◆ **Tugas dan Latihan**
[1] Apa saja tolok ukur prinsip dasar perdagangan yang disebutkan dalam teks tentang perdagangan syariah?
[2] Tuliskan ulang bagian teks tentang perdagangan syariah yang diawali kata-kata yang memuat "Disamping itu, ada" dan diakhiri dengan "membeli barang sebanyak-banyaknya.".

B. Karakteristik Perdagangan Syari’ah
Prinsip dasar yang telah ditetapkan Islam mengenai
perdagangan atau niaga adalah tolok ukur dari kejujuran, kepercayaan dan
ketulusan. Dalam perdagangan nilai timbangan dan ukuran yang tepat dan
standar benar-benar harus diperhatikan. Seperti yang telah dijelaskan
dalam surat Al Muthoffifin ayat 2-7 :
“Kecelakaan besarlah bagi orang yang curang,
yaitu orang yang apabila menerima takaran dari orang lain, mereka minta
dipenuhi. Dan apabila mereka menakar atau menimbang untuk orang lain,
mereka mengurangi.tidaklah orang-orang itu menyangka, bahwa sesungguhnya
mereka akan dibangkitkan pada suatu hari yang besar, yaitu hari ketika
manusia berdiri menghadap Tuhan Semesta Alam? Sekali-kali jangan curang,
karena sesungguhnya kitab orang yang durhaka,tersimpan dalam Sijjin.”
Selain itu, Islam tidak hanya menekankan agar
memberikan timbangan dan ukuran yang penuh, tetapi juga dalam
menimbulkan itikad baik dalam transaksi bisnis. Hasil beberapa
pengamatan yang dilakukan menjelaskan bahwa hubungan buruk yang timbul
dalam bisnis dikarenakan kedua belah pihak yang tidak dapat menentukan
kejelasan secara tertulis syarat bisnis mereka. Untuk membina hubungan
baik dalam berbisnis, semua perjanjian harus dinyatakan secara tertulis
dengan menyantumkan syarat-syaratnya, karena “yang demikian itu lebih
adil di sisi Alloh, dan lebih menguatkan persaksian, dan lebih dapat
mencegah timbulnya keragu-raguan.” (Al Baqoroh : 282-283)
Disamping itu, ada beberapa hal yang terkait dengan perdagangan syariah, yaitu :
-
Penjual berusaha memberikan pelayanan yang terbaik kepada konsumen, sehingga konsumen akan merasa telah berbelanja sesuai syariah Islam, dimana konsumen tidak membeli barang sesuai keinginan tetapi menurut kebutuhan.
-
Penjual menjalankan bisnisnya secara jujur yakni kualitas barang yang dijual sesuai dengan harganya, dan pembeli tidak dirangsang untuk membeli barang sebanyak-banyaknya.

◆ **Bahan yang Disediakan**

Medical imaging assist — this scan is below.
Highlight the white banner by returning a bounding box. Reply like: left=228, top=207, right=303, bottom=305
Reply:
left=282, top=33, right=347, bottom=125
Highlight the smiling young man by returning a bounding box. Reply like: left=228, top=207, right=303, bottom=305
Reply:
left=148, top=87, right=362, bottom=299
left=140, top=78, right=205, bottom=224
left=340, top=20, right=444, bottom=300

==

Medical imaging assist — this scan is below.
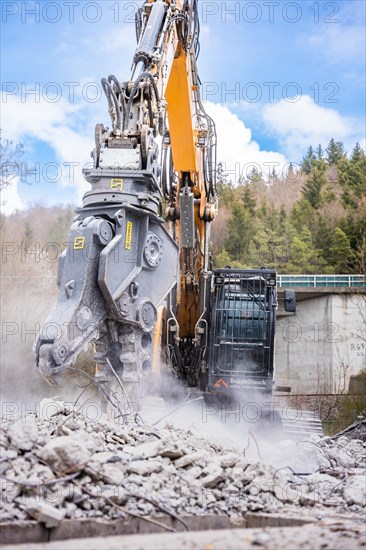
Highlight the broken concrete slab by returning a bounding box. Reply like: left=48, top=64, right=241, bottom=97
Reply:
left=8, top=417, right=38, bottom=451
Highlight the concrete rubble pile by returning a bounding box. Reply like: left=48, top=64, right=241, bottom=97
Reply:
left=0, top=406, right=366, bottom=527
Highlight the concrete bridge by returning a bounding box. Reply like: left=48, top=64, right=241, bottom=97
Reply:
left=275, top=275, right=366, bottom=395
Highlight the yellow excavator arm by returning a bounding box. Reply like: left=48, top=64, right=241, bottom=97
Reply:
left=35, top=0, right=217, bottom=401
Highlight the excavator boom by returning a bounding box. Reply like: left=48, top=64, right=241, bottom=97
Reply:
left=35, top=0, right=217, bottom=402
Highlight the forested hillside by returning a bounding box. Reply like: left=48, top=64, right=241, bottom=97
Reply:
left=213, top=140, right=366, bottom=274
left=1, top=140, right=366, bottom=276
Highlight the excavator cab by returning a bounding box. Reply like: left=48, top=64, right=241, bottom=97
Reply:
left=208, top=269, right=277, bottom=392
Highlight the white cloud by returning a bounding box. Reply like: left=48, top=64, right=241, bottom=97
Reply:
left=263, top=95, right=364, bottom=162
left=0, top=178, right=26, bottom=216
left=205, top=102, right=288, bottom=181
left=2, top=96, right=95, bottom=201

◆ **Jawaban Tugas**
[1] kejujuran, kepercayaan, ketulusan

[2]
Disamping itu, ada beberapa hal yang terkait dengan perdagangan syariah, yaitu :
-
Penjual berusaha memberikan pelayanan yang terbaik kepada konsumen, sehingga konsumen akan merasa telah berbelanja sesuai syariah Islam, dimana konsumen tidak membeli barang sesuai keinginan tetapi menurut kebutuhan.
-
Penjual menjalankan bisnisnya secara jujur yakni kualitas barang yang dijual sesuai dengan harganya, dan pembeli tidak dirangsang untuk membeli barang sebanyak-banyaknya.